**Task description**
Reproduce each of the following entries word for word.

---------- Data for this exercise

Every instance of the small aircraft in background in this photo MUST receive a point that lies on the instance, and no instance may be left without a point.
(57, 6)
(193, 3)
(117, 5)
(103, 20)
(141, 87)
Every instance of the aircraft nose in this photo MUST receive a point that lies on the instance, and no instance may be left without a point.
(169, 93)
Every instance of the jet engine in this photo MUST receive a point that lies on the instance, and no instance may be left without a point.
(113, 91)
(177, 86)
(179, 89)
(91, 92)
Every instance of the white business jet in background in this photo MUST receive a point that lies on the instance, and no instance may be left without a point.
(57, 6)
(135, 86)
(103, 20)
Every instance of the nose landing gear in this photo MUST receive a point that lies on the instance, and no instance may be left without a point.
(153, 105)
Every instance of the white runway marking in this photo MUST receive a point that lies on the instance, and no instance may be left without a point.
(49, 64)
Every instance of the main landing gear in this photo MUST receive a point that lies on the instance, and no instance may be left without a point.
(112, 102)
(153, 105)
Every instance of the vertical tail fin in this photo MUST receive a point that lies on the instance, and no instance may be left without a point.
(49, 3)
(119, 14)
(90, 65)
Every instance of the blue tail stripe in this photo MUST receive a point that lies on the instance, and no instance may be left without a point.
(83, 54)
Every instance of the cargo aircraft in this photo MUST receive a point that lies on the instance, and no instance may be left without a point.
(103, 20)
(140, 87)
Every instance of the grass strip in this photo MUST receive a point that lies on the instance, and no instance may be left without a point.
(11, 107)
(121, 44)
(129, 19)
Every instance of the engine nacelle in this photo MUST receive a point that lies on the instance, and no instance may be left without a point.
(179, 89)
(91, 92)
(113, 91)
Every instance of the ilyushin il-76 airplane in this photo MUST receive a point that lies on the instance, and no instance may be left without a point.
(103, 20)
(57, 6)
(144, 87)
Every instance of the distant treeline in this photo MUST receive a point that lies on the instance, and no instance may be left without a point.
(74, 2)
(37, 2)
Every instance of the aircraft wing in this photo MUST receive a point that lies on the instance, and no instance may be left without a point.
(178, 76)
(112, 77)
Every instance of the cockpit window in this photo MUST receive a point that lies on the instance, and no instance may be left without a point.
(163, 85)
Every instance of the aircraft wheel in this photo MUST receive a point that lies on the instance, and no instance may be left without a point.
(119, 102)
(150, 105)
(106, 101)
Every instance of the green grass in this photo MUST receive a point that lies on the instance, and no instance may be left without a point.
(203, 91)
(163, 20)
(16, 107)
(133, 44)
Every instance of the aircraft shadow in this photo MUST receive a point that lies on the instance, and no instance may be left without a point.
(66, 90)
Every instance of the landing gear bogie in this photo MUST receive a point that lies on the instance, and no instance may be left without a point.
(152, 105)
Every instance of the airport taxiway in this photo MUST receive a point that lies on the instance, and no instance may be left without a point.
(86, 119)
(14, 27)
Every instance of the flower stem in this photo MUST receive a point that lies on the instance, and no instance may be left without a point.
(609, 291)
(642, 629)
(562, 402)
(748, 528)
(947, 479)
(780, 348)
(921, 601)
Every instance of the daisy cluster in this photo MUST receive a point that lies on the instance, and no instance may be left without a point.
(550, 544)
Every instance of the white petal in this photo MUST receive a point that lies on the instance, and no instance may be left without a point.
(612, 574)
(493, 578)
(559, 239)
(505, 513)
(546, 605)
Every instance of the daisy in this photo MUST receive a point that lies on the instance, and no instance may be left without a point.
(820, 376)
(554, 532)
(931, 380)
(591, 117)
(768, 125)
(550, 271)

--------------------

**Answer in full**
Every instance of the small aircraft in background in this photo MUST receive a point that lies on the instance, and no instance may be left without a point.
(57, 6)
(193, 3)
(117, 5)
(103, 20)
(141, 87)
Every instance of the aircraft nose in this photo MUST receive a point that lies on the instance, and no instance may be left without a point.
(169, 93)
Every instance of the jet engine in this photo MUST receive a point that lies on the instance, and no instance may be left without a point.
(113, 91)
(177, 86)
(179, 89)
(91, 92)
Every instance of the white business jet in background in this photo MUST receive a point that lies on the instance, and no instance may be left without a point.
(57, 6)
(135, 86)
(103, 20)
Every instance of the nose landing gear in this photo MUST receive a point that lies on the instance, and no instance may be left without a point.
(153, 105)
Every instance of the white runway marking in this photo MUST receive a point that lies on the instance, and no instance may be left without a point.
(49, 64)
Every instance of the main landing gear in this photo MUST receive a point that lies on the instance, and no instance may be left without a point.
(112, 102)
(153, 105)
Every instance of the vertical tail fin in this photo MUST receive a point that lies on the instance, and no instance may be left without a point.
(49, 3)
(119, 14)
(90, 65)
Every instance of the blue tail stripe in this photo MUST receive a point that lies on the instance, and no instance may be left without a point.
(83, 54)
Every instance of the cargo aircraft in this photo MUST receive a point that lies on the instance, and no instance may be left without a point.
(103, 20)
(140, 87)
Every instance of the grass strip in this photo MUST receive a point that lies on the instance, and no instance may be left without a point.
(11, 107)
(121, 44)
(129, 19)
Every instance of the engine nacelle in this photo MUST receive a point that lies on the instance, and no instance may be left without a point.
(179, 89)
(91, 92)
(113, 91)
Every instance of the ilyushin il-76 airplane in this photo MUST receive a point that lies on the instance, and no instance may be left without a point.
(103, 20)
(57, 6)
(144, 87)
Every instance of the distant treeline in this photo MUST receive a point that lies on the instance, and no instance may be left without a point.
(74, 2)
(37, 2)
Every instance of the aircraft wing in this photo MUST receive a point that lies on the instance, and no instance may be left without a point.
(178, 76)
(112, 77)
Every instance of the cockpit window in this photo MUST receive a point that lies on the instance, and no instance may be left without a point.
(163, 85)
Every instance of the aircraft wheel in this photo MUST receive a point that lies on the instance, and no instance may be left without a point.
(119, 102)
(150, 105)
(106, 101)
Every instance of the green grass in this photo MUST receive a point that lies on the instance, and no instance may be left without a point.
(203, 91)
(163, 20)
(16, 107)
(133, 44)
Every instance of the aircraft shadow in this photo MUST receive a point that lies on the instance, and no instance may be left without a point.
(66, 90)
Every instance of the landing gear bogie in this photo MUST receive a point that lies on the instance, and no instance may be left without a point.
(152, 105)
Every instance of the airport taxiway in this photo MUST receive a point that lies on the instance, and no instance may be left without a point.
(86, 119)
(14, 27)
Every instance of the flower stem in this photo MUST receive a point that lies on the instance, and no instance may be left without a point.
(609, 291)
(642, 629)
(562, 402)
(748, 528)
(947, 479)
(780, 348)
(921, 601)
Every instance of the daisy cluster in this photo MUST receive a point that lies on the instance, and no instance may be left without a point.
(550, 544)
Every instance of the white petal in this photo MUST receive a point that lies on the instance, and no instance may be left without a point.
(612, 574)
(493, 578)
(559, 239)
(505, 513)
(546, 605)
Every instance of the daisy in this photo MUST receive a point that lies on the instance, and no instance may be left without a point.
(820, 376)
(554, 532)
(931, 380)
(591, 117)
(768, 125)
(550, 271)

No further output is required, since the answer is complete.